(begin)

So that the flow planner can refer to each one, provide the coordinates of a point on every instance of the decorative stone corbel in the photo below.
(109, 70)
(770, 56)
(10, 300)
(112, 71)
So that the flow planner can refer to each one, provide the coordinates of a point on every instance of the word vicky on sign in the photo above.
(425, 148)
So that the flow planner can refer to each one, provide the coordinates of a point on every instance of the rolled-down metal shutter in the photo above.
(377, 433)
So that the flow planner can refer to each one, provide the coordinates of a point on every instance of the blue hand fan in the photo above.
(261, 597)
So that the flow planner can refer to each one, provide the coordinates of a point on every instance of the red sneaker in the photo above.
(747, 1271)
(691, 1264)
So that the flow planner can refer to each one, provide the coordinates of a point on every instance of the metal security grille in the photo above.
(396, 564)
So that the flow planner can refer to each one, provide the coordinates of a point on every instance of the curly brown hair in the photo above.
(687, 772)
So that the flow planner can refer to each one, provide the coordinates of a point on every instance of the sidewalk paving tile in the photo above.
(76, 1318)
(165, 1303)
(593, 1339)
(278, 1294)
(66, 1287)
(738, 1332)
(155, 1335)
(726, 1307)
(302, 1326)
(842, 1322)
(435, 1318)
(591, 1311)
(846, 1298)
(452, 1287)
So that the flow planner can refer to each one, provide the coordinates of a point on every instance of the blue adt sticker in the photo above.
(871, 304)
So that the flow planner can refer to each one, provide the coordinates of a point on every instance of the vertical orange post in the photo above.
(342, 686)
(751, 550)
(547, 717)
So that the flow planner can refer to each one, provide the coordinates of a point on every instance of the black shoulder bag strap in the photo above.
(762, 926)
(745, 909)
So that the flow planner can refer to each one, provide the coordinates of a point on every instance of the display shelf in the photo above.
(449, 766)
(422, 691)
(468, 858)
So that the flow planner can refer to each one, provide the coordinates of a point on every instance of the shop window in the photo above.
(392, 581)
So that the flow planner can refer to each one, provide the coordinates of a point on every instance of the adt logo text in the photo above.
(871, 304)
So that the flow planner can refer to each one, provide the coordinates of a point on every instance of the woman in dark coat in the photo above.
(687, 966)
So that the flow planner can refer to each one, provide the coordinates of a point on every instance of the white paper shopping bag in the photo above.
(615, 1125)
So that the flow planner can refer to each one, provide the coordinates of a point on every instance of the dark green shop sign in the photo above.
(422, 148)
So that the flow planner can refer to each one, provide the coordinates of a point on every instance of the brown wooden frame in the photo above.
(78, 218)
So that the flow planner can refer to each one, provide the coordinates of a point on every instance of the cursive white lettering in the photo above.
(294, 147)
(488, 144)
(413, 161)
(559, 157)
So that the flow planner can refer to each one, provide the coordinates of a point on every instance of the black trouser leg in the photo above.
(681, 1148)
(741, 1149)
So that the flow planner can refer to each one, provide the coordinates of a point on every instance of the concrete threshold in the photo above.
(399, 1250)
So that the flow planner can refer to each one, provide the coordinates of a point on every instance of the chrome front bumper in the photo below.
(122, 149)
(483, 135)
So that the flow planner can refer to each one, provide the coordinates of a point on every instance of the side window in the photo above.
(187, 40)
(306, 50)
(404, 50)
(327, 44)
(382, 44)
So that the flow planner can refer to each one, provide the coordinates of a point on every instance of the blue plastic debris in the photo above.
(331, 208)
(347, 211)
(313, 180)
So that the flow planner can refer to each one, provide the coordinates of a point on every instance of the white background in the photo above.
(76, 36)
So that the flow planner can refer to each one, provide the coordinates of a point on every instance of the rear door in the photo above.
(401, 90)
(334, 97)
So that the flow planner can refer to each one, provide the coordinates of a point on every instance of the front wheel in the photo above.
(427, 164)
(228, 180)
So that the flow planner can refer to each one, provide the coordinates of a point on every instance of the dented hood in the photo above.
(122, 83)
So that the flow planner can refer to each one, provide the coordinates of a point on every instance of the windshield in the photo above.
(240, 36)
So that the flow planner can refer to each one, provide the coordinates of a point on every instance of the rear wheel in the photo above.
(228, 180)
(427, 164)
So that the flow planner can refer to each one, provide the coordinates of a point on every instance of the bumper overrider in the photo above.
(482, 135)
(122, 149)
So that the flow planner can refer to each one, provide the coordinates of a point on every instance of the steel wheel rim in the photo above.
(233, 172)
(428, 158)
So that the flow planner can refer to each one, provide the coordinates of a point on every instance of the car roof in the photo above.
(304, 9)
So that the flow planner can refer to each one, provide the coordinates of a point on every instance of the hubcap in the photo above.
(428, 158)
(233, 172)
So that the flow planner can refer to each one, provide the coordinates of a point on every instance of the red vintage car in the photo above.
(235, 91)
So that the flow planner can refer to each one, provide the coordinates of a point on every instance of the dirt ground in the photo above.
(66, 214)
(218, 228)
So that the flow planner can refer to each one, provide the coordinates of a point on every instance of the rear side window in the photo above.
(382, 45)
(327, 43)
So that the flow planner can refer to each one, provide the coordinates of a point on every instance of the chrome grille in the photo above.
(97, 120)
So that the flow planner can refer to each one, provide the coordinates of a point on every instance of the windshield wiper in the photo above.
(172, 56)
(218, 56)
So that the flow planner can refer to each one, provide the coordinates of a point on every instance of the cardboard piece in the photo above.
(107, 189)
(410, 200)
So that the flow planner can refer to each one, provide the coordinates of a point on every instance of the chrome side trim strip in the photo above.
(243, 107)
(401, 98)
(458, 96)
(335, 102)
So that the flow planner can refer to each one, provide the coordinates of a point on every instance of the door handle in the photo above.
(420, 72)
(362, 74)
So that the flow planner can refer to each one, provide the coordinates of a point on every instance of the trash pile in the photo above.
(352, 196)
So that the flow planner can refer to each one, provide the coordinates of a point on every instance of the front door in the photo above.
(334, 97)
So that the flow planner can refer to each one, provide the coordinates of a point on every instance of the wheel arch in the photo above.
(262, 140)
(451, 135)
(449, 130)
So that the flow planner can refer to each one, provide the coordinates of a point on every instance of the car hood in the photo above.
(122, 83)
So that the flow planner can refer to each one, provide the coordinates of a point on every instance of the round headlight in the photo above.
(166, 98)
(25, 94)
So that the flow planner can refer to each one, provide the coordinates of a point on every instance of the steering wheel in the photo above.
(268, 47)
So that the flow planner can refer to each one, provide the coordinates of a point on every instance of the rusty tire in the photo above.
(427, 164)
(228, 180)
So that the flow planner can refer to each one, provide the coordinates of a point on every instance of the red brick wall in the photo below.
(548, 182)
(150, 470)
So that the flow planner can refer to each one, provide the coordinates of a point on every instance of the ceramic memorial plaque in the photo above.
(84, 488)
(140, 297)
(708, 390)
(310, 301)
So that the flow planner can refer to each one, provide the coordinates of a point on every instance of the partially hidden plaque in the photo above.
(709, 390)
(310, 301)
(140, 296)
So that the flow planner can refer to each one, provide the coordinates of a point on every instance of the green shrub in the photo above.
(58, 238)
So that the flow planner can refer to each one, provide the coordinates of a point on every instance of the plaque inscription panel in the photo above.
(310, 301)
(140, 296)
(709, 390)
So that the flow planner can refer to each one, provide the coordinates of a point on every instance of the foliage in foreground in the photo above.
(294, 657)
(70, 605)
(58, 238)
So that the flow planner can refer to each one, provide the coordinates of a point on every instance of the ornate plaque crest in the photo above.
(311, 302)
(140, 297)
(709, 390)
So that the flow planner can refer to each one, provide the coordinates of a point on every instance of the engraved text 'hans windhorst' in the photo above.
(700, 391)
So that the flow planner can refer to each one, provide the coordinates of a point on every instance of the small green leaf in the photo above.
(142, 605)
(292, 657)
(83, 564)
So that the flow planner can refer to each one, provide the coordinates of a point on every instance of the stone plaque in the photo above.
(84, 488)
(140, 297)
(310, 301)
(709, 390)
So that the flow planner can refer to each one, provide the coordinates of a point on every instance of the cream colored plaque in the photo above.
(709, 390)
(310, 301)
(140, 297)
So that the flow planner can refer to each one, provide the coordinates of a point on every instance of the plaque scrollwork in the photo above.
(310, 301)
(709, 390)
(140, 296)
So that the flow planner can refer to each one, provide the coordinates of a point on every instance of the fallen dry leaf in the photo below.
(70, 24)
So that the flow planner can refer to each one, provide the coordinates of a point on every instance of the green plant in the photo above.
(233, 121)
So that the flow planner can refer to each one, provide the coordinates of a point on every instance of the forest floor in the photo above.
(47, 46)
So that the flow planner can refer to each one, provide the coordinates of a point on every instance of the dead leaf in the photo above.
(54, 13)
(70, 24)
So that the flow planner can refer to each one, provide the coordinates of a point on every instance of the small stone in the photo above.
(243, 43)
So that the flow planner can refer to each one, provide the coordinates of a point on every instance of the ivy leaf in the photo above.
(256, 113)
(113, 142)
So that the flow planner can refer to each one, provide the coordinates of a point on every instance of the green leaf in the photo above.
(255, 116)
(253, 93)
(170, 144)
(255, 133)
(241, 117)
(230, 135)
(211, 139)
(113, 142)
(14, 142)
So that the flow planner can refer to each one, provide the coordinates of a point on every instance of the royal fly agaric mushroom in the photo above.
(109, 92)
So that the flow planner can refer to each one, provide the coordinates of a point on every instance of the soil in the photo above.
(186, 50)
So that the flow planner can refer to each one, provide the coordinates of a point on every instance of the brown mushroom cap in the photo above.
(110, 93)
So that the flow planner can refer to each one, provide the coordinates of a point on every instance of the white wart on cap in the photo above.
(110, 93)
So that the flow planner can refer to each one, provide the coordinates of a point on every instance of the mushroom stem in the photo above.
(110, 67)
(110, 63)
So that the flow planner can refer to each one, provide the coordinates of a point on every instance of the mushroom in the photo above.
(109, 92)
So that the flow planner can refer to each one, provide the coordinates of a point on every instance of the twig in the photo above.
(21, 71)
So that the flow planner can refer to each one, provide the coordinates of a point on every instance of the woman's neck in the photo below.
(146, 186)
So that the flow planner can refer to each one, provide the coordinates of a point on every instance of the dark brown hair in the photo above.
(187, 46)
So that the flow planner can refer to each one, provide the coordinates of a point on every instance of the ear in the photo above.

(end)

(What you are asked to do): Copy out the listing word for word, starting at the line that contains "dark brown hair in the photo above." and continuing through the end of the listing.

(Result):
So that the flow planner can refer to each one, provide the coordinates of a point on every instance of the dark brown hair in the photo above.
(187, 46)
So that the flow planner can refer to each one, provide the coordinates of a point on every instance of the ear in the photo above.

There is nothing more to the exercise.